GOAL: Exactly reproduce the lines from the line containing "of the horse's" to the end of the data below, inclusive, and nothing else.

TASK INPUT:
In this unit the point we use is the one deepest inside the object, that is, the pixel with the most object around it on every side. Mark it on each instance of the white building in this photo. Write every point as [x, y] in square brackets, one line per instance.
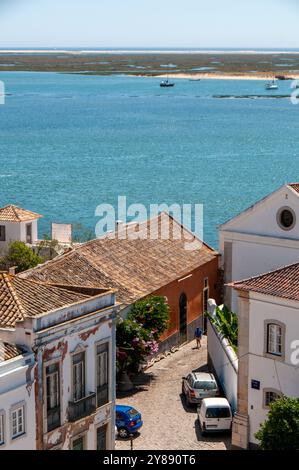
[17, 400]
[72, 333]
[17, 224]
[268, 310]
[262, 238]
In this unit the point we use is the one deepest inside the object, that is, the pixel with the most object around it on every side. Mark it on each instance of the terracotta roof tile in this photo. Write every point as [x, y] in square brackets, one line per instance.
[294, 186]
[283, 282]
[21, 298]
[13, 213]
[135, 268]
[9, 351]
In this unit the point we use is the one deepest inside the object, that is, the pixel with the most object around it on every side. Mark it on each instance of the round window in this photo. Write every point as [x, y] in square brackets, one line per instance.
[286, 218]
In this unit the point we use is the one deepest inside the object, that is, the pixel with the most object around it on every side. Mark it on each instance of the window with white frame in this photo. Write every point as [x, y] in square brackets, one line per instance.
[53, 396]
[270, 396]
[274, 339]
[79, 376]
[2, 233]
[18, 421]
[102, 361]
[2, 430]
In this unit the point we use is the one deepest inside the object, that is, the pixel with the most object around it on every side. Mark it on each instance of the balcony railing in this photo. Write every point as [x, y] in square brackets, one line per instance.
[81, 408]
[53, 418]
[102, 395]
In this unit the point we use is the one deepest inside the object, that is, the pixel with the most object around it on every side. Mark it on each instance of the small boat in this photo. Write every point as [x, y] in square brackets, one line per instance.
[166, 83]
[272, 85]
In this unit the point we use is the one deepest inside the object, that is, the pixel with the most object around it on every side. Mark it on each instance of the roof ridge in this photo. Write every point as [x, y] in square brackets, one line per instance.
[267, 273]
[7, 278]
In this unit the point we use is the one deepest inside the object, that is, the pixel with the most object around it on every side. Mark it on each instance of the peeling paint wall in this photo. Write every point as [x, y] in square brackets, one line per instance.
[58, 344]
[17, 387]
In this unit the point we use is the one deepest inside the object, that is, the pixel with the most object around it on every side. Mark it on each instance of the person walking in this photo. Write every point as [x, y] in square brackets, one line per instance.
[198, 336]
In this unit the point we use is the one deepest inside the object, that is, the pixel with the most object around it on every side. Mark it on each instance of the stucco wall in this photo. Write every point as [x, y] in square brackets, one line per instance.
[273, 374]
[16, 387]
[192, 285]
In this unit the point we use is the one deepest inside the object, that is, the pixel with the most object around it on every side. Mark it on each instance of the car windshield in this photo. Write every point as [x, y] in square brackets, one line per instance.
[204, 385]
[132, 413]
[218, 412]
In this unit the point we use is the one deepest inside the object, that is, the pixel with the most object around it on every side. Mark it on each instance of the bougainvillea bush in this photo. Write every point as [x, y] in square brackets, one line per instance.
[137, 337]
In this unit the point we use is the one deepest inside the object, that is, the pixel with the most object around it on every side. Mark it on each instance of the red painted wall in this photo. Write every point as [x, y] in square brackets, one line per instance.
[193, 288]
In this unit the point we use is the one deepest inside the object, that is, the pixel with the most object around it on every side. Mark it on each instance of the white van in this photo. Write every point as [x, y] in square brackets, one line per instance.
[215, 415]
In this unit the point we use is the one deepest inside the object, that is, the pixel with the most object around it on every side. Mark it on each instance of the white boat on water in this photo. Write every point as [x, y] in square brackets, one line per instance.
[272, 85]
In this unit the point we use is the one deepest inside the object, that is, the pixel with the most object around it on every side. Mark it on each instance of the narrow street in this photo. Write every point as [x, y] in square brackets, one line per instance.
[168, 423]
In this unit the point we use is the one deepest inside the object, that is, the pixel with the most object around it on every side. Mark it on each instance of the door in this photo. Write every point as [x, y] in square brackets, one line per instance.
[29, 233]
[183, 318]
[102, 438]
[78, 444]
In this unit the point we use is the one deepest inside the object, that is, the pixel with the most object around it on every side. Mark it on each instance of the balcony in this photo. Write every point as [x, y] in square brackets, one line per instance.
[102, 395]
[81, 408]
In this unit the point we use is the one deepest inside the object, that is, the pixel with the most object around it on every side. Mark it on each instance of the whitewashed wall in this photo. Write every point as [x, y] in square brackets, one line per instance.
[225, 364]
[274, 374]
[17, 387]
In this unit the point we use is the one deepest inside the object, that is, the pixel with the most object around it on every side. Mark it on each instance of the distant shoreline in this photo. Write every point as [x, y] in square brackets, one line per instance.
[219, 76]
[150, 51]
[230, 65]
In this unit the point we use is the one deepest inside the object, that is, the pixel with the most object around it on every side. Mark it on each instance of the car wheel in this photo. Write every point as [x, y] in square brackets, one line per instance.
[123, 433]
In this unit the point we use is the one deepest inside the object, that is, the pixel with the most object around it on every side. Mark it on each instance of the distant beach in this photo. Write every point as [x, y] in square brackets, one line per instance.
[186, 64]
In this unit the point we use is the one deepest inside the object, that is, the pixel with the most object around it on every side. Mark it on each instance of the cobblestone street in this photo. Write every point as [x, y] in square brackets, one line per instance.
[167, 423]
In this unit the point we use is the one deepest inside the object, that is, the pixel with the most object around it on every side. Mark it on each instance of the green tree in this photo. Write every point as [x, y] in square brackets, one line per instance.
[137, 336]
[280, 431]
[22, 256]
[152, 313]
[226, 322]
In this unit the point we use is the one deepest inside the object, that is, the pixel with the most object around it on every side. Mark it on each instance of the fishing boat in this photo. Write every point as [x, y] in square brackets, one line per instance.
[272, 85]
[166, 83]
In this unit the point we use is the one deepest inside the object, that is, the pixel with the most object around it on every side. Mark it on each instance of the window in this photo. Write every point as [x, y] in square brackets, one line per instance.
[271, 395]
[79, 376]
[2, 233]
[205, 294]
[18, 421]
[2, 438]
[102, 374]
[102, 438]
[78, 443]
[53, 396]
[274, 342]
[286, 218]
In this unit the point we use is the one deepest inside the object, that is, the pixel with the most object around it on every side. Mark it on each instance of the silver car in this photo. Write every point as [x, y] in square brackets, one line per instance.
[199, 385]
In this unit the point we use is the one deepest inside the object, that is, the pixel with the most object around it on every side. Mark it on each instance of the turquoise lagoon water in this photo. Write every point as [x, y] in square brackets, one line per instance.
[71, 142]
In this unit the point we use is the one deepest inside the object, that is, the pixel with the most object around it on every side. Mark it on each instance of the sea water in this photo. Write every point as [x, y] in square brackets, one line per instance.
[69, 142]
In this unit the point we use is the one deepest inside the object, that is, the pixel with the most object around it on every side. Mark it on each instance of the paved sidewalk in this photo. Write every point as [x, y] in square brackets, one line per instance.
[168, 423]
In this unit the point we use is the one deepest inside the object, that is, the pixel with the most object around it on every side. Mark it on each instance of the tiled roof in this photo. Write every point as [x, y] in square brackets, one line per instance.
[13, 213]
[20, 298]
[283, 282]
[9, 351]
[135, 268]
[294, 186]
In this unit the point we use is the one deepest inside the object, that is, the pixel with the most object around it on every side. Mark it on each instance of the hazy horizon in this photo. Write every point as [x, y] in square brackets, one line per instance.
[110, 24]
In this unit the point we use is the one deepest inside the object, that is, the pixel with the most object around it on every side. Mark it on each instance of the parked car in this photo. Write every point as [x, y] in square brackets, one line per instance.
[199, 385]
[128, 420]
[215, 415]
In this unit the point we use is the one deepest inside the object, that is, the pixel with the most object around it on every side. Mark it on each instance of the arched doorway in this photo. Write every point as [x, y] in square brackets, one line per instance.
[183, 318]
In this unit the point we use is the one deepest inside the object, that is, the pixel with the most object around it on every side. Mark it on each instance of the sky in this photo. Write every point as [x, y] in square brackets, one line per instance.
[149, 23]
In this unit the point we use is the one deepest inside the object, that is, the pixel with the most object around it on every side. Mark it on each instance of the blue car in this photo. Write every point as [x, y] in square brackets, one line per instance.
[128, 420]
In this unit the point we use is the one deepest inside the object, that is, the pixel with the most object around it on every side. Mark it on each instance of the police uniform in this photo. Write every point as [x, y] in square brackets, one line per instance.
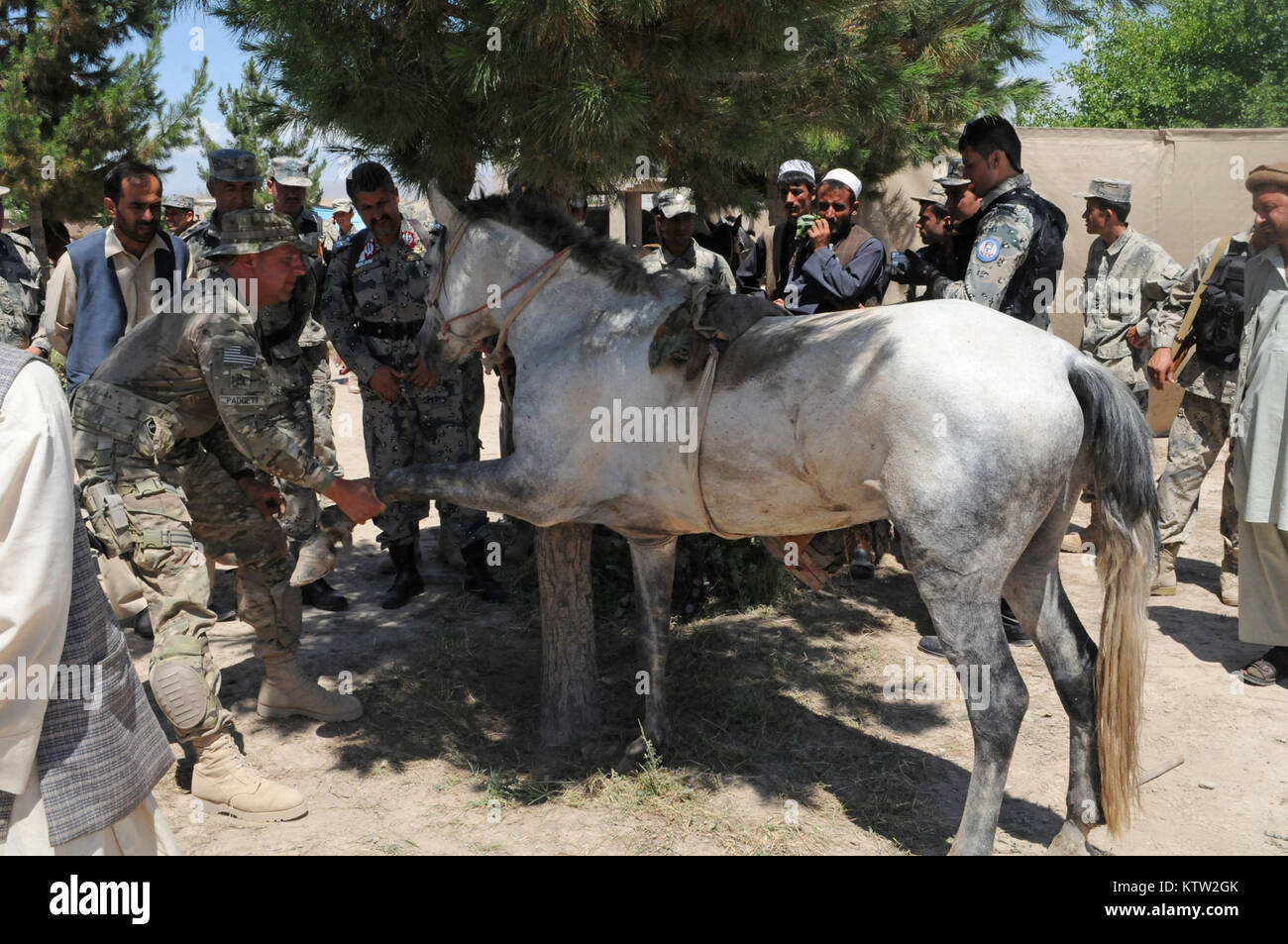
[1121, 287]
[1017, 257]
[1202, 424]
[22, 290]
[373, 309]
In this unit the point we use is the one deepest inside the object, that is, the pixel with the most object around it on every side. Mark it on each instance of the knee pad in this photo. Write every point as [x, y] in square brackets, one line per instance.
[179, 684]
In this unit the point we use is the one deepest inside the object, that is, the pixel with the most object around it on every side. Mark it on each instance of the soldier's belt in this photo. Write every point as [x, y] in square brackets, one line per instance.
[397, 331]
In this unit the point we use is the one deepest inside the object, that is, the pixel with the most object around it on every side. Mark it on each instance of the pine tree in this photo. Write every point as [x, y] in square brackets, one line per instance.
[68, 112]
[591, 93]
[259, 123]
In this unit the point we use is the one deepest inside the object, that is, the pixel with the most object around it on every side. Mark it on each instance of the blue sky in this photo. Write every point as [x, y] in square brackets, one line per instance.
[178, 60]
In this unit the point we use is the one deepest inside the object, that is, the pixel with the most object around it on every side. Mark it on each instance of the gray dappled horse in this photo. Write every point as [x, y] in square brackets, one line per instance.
[971, 432]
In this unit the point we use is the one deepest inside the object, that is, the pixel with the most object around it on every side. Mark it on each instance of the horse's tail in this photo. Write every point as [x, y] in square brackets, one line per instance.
[1122, 472]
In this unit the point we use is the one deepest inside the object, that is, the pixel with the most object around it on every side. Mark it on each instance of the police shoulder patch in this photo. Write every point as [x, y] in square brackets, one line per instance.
[987, 249]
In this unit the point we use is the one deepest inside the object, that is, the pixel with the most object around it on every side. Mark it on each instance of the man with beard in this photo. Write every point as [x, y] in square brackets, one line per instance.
[103, 286]
[767, 262]
[837, 264]
[373, 308]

EXERCISE ANSWER:
In this unit the point we use is the one deepest inside the object, that is, the pixel with the most object around it on every side. Mark it on each instance of the horse's tail in this photo. Write every point as [x, y] in square brackets, one line per instance.
[1122, 472]
In this unit the point we use is the one deepest inside the object, that is, the pixel with the most object around it on every side. Mark it on each instance of the police shoulder patch in this photo. Write every point as [x, y] in square brackets, one line per instance.
[987, 249]
In this unit the point we use is the one deepest inside the object, that is, the pixel with the most object around it on every side. Mark it on each instance of the man with beard in this photo. Write every point as [x, y] in square brackets, one line per instance.
[103, 286]
[767, 262]
[837, 264]
[373, 308]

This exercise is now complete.